Tasks for this exercise:
- A) Answer from the rolinga article:
(i) What name is given to the musical genre associated with rolinga bands?
(ii) Which band launched that genre in the 1980s?
(iii) During which tour, and in what year, did the Rolling Stones first play in Argentina?
- B) Reproduce word for word the part of the rolinga article that opens with the words containing "Other bands whose" and closes with "and Las Pelotas.".

Document excerpt:
________________________________________

= Rolinga =

Argentine urban tribe comprising fans of the Rolling Stones

Rolinga, rollinga, or "stones" are names of an Argentine subculture comprising fans of the Rolling Stones and Argentine bands influenced by the aforementioned group. The musical genre associated with such bands is known as "rock rolinga". The term "stone" in Argentina is also used to refer to any fan of the Rolling Stones, regardless of whether they belong to this particular subculture or not.

==History==
===Origins and heyday===
In the 1970s, Argentine fans of the Rolling Stones in Buenos Aires began to call themselves "stones" and tried to emulate the style of clothing worn by the English band. Ratones Paranoicos, who played a style similar to the Rolling Stones, launched the genre that became known as "rock rolinga" in the 1980s.

The rolinga subculture flourished starting in the 1990s, after the Rolling Stones first played in Argentina, in 1995, during the Voodoo Lounge Tour. A number of rolinga bands emerged at this time, including Los Piojos, Viejas Locas, La 25, Los Gardelitos, Jóvenes Pordioseros, Los Guasones, and Callejeros. Their lyrics slowly departed from the classic topics of rock and roll music and focused instead on localism and the customs of poor people—but not to the point of talking about idealistic struggles or purported revolutions.

Other bands whose music has been classified under the rolinga moniker include Riff, Memphis la Blusera or Patricio Rey y sus Redonditos de Ricota, Bersuit Vergarabat, La Renga, Divididos, Los Piojos, and Las Pelotas.

________________________________________

Material provided:

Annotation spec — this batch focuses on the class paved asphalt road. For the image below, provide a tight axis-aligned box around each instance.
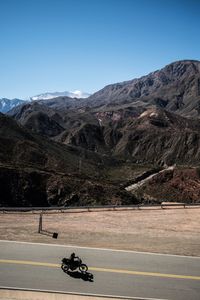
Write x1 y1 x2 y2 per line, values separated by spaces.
0 241 200 300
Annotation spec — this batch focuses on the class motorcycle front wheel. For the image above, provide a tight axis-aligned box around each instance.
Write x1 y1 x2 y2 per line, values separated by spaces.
61 264 69 272
79 264 88 272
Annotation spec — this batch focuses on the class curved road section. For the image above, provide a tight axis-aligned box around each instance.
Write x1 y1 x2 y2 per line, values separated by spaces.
0 241 200 300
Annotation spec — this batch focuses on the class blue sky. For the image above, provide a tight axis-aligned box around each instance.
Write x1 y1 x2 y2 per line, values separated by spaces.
0 0 200 98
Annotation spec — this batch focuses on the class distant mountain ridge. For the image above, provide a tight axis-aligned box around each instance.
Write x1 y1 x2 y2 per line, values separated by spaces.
0 90 90 113
0 98 25 113
30 90 90 101
86 60 200 117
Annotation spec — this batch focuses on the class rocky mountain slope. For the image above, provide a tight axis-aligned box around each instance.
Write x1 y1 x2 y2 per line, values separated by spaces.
2 60 200 203
0 98 25 113
86 60 200 116
0 114 136 206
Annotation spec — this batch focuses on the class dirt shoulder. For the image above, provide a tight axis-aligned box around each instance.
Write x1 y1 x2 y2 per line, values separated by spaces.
0 208 200 256
0 290 119 300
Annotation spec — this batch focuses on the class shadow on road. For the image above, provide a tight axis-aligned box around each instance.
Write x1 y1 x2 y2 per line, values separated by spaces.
65 271 94 282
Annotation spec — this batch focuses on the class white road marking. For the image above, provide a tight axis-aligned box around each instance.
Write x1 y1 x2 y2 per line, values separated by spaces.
0 286 168 300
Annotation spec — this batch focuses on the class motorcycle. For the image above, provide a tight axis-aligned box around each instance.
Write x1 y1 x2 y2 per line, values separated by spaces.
61 257 88 273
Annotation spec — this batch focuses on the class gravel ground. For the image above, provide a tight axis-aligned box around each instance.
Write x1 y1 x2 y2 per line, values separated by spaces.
0 207 200 256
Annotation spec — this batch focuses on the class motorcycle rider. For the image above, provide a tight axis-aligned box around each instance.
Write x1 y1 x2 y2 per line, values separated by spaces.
69 252 80 265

________________________________________

The answers:
- A)
(i) Rock rolinga.
(ii) Ratones Paranoicos.
(iii) The Voodoo Lounge Tour, in 1995.

- B)
Other bands whose music has been classified under the rolinga moniker include Riff, Memphis la Blusera or Patricio Rey y sus Redonditos de Ricota, Bersuit Vergarabat, La Renga, Divididos, Los Piojos, and Las Pelotas.